EXTRAIT DU TEXTE —
--------------------------------------------------

LES PINK-FLOYD AU BAC MUSIQUE

Classé dans : Divers | 0

formphilharmonique_PINKFLOYD__DSC3878recY’en a qui ont de la chance ! L’Education Nationale a choisi cette année d’intégrer dans les oeuvres étudiées par les élèves préparant le Bac filière musique, le phénoménal album “Atom Heart Mother”.

Je n’ai aucun commentaire à ajouter, sinon remercier Didier Varrod d’avoir organisé ce concert, à l’occasion duquel le philharmonique de Radio France a joué l’oeuvre des Floyd au théâtre du Chatelet, après avoir reçu en interviex Ron Geesin, le compostiteur qui avait été chargé à l’époque de transcrire en partition les délires des Pink Floyd, alimentés de visions halucinées, liées aux prises de stupéfiant.

L’émission est stupéfiante en elle même. Je ne peux que conseiller à ceux de ma génération pour qui “Atom Heart Mother” signifie quelque chose, d’écouter jusqu’à la fin les deux clips qui suivent.

Bravo France Inter.

Premier clip : La présentation du concert, avec l’intervention de Ron Geesin. Second clip, l’émission en entier, avec l’interprétation de la face A de Atom Heart Mother par le Philharmonique de Radio France, dirigé par Jacques Justaffré.

--------------------------------------------------

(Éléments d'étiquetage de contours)
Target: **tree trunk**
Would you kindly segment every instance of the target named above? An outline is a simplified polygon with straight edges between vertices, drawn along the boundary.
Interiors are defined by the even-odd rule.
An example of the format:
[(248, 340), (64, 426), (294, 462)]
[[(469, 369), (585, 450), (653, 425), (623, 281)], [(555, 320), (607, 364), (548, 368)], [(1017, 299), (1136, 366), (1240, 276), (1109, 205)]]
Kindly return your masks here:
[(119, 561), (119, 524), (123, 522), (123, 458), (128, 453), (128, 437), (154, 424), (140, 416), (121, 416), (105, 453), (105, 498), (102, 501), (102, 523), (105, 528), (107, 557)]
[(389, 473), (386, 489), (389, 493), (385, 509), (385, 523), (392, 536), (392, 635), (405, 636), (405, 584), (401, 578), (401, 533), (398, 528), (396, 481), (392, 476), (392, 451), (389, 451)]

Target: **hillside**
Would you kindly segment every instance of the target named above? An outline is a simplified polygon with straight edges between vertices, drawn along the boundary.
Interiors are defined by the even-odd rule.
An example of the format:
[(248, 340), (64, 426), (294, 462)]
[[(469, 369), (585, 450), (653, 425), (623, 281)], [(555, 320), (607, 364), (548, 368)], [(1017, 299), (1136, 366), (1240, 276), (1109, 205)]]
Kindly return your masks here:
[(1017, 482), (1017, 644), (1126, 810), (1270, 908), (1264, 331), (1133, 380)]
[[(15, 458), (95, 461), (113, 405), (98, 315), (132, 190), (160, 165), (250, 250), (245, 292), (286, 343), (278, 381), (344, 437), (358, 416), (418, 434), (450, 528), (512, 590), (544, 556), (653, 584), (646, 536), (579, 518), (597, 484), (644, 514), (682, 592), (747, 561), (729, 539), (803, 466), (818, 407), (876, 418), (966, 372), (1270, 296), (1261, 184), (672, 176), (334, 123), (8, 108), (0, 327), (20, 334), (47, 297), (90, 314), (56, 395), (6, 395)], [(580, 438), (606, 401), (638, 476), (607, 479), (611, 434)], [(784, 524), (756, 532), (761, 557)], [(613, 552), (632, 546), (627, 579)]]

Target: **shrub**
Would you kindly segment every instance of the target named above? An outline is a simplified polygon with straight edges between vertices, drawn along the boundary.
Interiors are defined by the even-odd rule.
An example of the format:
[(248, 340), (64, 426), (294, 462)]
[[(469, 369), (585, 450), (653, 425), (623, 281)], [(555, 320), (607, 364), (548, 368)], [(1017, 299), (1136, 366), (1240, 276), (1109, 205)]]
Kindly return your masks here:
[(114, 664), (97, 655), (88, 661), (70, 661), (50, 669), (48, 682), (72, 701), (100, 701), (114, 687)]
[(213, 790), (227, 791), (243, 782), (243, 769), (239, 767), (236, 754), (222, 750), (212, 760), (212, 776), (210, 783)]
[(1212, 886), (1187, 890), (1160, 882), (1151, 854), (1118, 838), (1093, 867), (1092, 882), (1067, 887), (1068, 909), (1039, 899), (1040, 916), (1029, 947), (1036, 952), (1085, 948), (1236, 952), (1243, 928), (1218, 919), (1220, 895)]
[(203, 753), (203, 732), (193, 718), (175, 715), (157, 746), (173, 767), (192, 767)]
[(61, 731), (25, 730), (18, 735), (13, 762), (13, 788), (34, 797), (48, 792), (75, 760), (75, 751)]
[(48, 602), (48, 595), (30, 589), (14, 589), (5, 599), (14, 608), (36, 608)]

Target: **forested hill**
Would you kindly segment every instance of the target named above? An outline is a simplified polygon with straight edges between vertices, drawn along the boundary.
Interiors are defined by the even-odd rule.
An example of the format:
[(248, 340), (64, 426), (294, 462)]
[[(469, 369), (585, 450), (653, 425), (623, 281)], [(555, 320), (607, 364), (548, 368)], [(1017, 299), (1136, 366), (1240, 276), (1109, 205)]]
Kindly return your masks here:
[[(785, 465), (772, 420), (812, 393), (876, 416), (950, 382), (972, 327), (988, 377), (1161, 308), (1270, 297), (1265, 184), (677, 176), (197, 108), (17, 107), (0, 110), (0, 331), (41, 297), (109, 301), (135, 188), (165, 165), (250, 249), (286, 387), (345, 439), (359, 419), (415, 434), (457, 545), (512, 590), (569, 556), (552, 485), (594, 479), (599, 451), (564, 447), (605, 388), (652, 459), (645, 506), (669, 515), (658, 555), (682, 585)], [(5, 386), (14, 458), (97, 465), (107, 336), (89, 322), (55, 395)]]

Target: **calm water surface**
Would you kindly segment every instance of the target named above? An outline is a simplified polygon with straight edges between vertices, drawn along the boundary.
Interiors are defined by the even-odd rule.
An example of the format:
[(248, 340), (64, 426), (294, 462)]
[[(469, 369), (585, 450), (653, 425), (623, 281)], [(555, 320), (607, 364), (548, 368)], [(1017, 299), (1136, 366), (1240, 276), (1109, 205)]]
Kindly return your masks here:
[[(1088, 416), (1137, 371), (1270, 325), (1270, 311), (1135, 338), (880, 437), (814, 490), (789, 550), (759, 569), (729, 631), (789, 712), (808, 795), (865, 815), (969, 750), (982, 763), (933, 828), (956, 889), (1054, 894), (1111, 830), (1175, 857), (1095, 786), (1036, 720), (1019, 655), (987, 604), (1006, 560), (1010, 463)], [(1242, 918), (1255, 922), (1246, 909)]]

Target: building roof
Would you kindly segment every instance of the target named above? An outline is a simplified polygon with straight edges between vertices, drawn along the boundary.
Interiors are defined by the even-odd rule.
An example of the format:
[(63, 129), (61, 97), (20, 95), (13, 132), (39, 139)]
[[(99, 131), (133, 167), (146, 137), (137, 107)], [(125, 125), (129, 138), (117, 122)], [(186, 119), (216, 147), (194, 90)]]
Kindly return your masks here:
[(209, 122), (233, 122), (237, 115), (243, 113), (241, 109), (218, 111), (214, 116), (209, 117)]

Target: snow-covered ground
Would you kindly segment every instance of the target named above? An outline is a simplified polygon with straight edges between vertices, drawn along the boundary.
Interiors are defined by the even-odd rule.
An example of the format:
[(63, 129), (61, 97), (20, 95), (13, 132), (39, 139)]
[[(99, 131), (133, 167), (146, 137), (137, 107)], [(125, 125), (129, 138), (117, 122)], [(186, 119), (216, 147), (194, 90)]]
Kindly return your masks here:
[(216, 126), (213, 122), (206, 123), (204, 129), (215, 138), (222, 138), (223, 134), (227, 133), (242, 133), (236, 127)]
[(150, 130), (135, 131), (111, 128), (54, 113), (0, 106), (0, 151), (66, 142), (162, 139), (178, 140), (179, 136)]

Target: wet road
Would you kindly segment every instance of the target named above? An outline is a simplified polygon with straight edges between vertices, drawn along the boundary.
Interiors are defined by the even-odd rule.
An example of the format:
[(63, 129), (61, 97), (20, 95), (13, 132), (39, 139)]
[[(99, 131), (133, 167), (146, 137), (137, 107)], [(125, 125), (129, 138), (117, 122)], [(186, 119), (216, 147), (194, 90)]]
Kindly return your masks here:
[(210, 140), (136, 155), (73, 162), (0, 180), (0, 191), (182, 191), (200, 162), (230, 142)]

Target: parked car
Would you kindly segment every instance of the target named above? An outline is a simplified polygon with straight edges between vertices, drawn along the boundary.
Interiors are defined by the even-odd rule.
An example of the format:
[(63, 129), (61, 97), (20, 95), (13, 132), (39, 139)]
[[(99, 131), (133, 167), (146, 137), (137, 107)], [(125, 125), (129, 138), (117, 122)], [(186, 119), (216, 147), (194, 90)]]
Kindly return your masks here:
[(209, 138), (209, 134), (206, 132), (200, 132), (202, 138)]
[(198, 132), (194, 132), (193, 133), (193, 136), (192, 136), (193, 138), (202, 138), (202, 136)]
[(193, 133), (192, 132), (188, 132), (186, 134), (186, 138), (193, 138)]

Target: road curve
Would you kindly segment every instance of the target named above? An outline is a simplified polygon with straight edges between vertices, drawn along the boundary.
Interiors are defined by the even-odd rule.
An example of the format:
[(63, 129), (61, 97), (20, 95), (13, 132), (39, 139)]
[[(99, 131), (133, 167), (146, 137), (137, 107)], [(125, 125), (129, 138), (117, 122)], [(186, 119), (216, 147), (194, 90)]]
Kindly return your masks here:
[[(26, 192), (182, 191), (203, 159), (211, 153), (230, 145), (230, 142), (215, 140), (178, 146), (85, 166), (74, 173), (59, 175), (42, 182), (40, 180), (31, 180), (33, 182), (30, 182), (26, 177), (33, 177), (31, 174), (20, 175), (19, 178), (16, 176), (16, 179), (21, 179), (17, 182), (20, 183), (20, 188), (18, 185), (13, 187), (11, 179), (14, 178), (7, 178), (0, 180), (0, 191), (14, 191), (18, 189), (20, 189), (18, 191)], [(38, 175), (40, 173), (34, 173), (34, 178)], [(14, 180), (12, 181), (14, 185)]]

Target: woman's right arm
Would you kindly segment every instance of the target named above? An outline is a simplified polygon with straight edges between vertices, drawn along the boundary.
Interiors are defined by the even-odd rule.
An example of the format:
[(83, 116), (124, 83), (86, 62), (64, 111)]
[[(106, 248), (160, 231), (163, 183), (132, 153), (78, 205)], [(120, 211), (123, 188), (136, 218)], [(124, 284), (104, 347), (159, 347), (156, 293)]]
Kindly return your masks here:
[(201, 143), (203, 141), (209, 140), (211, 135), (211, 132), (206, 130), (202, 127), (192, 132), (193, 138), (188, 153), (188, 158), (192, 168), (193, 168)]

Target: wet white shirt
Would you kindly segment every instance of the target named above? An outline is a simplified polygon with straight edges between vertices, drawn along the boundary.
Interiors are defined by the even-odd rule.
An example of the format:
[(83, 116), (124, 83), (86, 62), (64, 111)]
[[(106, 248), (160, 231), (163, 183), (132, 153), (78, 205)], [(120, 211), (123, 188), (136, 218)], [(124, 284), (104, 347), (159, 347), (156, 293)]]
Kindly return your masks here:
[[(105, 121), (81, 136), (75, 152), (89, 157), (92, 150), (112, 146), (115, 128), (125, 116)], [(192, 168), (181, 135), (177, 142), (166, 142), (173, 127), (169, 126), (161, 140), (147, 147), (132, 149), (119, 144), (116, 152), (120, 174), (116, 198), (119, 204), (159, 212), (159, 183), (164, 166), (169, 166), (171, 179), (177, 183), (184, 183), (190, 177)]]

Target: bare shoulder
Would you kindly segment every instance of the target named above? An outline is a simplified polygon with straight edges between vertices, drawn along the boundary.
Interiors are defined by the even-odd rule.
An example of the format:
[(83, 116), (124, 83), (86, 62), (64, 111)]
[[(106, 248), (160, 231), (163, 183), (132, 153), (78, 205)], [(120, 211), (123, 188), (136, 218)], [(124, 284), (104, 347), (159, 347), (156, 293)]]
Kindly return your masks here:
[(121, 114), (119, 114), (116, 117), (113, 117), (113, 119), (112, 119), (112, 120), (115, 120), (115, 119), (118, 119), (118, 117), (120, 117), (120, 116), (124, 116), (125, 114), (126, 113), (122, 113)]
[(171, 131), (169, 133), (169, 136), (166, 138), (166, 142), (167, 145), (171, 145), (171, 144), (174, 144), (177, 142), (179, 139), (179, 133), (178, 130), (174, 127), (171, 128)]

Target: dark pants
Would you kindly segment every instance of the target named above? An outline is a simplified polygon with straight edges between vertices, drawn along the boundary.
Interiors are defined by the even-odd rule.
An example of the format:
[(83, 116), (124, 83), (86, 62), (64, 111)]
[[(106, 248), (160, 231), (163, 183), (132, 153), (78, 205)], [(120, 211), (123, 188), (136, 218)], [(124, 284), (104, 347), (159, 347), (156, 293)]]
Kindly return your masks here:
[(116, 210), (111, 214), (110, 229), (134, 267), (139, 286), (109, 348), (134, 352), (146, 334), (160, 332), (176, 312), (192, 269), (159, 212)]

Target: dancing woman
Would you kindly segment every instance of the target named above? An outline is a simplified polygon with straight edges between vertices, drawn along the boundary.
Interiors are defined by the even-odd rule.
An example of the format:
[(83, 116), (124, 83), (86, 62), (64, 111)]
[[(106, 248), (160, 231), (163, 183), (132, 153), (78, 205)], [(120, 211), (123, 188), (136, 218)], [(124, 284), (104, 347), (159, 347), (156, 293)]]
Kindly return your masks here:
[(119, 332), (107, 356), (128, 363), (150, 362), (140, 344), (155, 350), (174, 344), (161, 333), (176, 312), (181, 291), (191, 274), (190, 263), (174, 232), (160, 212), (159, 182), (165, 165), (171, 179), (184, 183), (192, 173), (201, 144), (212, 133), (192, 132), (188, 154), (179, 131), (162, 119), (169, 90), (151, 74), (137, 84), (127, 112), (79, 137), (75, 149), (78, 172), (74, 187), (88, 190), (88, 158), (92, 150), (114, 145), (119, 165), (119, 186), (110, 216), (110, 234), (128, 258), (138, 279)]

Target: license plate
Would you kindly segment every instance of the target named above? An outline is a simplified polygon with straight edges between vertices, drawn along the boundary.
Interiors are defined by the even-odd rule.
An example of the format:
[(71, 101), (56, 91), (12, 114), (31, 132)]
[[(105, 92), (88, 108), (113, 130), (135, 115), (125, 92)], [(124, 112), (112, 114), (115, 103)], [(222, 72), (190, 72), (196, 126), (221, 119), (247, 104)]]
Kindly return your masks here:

--------------------------------------------------

CONSIGNES —
A. D'après l'article sur les Pink Floyd au bac, quel orchestre a joué l'œuvre des Floyd lors du concert ?
B. Dans l'article sur les Pink Floyd au bac, pour quelle raison l'auteur remercie-t-il Didier Varrod ? Répondez en une à trois phrases.
C. Retapez l'article sur les Pink Floyd au bac, de « Classé dans : Divers » jusqu'à « Bravo France Inter. ».

CORRIGÉS —
A. Le philharmonique de Radio France.

B. L'auteur remercie Didier Varrod d'avoir organisé le concert. Lors de ce concert, le philharmonique de Radio France a joué l'œuvre des Floyd.

C.
Classé dans : Divers | 0

formphilharmonique_PINKFLOYD__DSC3878recY’en a qui ont de la chance ! L’Education Nationale a choisi cette année d’intégrer dans les oeuvres étudiées par les élèves préparant le Bac filière musique, le phénoménal album “Atom Heart Mother”.

Je n’ai aucun commentaire à ajouter, sinon remercier Didier Varrod d’avoir organisé ce concert, à l’occasion duquel le philharmonique de Radio France a joué l’oeuvre des Floyd au théâtre du Chatelet, après avoir reçu en interviex Ron Geesin, le compostiteur qui avait été chargé à l’époque de transcrire en partition les délires des Pink Floyd, alimentés de visions halucinées, liées aux prises de stupéfiant.

L’émission est stupéfiante en elle même. Je ne peux que conseiller à ceux de ma génération pour qui “Atom Heart Mother” signifie quelque chose, d’écouter jusqu’à la fin les deux clips qui suivent.

Bravo France Inter.